*Task requirements:*
1. Rewrite the passage on Fatema's leprosy, starting with "She asked her" and going on through "within their community.", with "specialist" replaced by "dedicated".
2. Carry the passage on Fatema's leprosy forward from its final sentence.

*Exercise text:*

════════════════════

Fatema, aged 25, living with her husband and 8-year-old son Rahat, is a young woman who was diagnosed with leprosy a few years back and was cured after receiving multi-drug therapy, a combination of antibiotic medicine recommended by the World Health Organisation. Although she was cured of leprosy, she later developed neuritis (severe pain due to peripheral nerve inflammation). This was due to the fact that her leprosy diagnosis was not detected until some years after she first contracted it.
She asked her husband to take her to a specialist leprosy hospital as the recurrent pain had become intolerable and she was worried about the gradual loss of sensation in her right foot. Fatema says, “I have no idea why I had this reaction problem, particularly as the doctors had already prescribed medicine for this”.
Her husband was hesitant about taking her to the specialist hospital because of the prejudice and discrimination surrounding leprosy. This continued lack of information and knowledge about leprosy illustrates how people affected still live in fear of their diagnosis becoming known within their community.

════════════════════

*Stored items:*
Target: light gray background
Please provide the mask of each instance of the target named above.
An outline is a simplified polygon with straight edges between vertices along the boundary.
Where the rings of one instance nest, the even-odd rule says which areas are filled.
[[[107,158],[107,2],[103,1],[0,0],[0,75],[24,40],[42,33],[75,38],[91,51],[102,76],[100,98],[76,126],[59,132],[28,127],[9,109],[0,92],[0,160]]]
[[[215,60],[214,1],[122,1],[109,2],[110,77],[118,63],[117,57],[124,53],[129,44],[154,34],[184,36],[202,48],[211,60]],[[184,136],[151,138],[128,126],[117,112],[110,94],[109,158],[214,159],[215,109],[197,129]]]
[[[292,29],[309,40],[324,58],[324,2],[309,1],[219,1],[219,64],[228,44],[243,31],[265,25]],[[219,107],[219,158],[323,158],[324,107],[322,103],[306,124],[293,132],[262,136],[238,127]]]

════════════════════

*Solved tasks:*
1.
She asked her husband to take her to a dedicated leprosy hospital as the recurrent pain had become intolerable and she was worried about the gradual loss of sensation in her right foot. Fatema says, “I have no idea why I had this reaction problem, particularly as the doctors had already prescribed medicine for this”.
Her husband was hesitant about taking her to the dedicated hospital because of the prejudice and discrimination surrounding leprosy. This continued lack of information and knowledge about leprosy illustrates how people affected still live in fear of their diagnosis becoming known within their community.

2.
Shortly after asking her husband for support, Fatema woke up and couldn’t find her son at home. When she asked her husband where Rahat was, it emerged that his father had arranged for him to be sent to a boarding school. “My husband was very afraid and concerned about the future of our son, as I had leprosy, so he sent him away from home”, Fatema says.
Suffering with acute nerve pain, receiving medical support for her condition and the subsequent trauma of having her son taken away from her, Fatema was under enormous stress and she had started to lose hope. “I couldn’t even touch my own son!”
She also noticed a deterioration in her relationship with her husband, they were sleeping in different beds and he had become distant, at a time when Fatema needed love and support. She felt isolated and did not know where or who to turn to. Her physical and mental condition began to deteriorate further and she became increasingly ill.
A friendly neighbour, who was also affected by leprosy, noticed Fatema’s deterioration and offered to accompany her to the nearest leprosy hospital in Nilphamari where she was admitted. One of Lepra’s doctors provided an assessment of her condition, treatment, and care. Fatema shared her painful stories with deep sorrow about her loneliness and how she felt ‘cast out’.
After returning from hospital, Lepra arranged specialist counselling and emotional support, not only for Fatema, but also for her husband. Taking a holistic, person-centred approach, Lepra is able to significantly increase the quality of life for people affected by leprosy, and as in this instance, not just the person who has leprosy. We know that our work not only improves the physical health outcomes of the people we support, but also their emotional well-being, which is critical to their recovery.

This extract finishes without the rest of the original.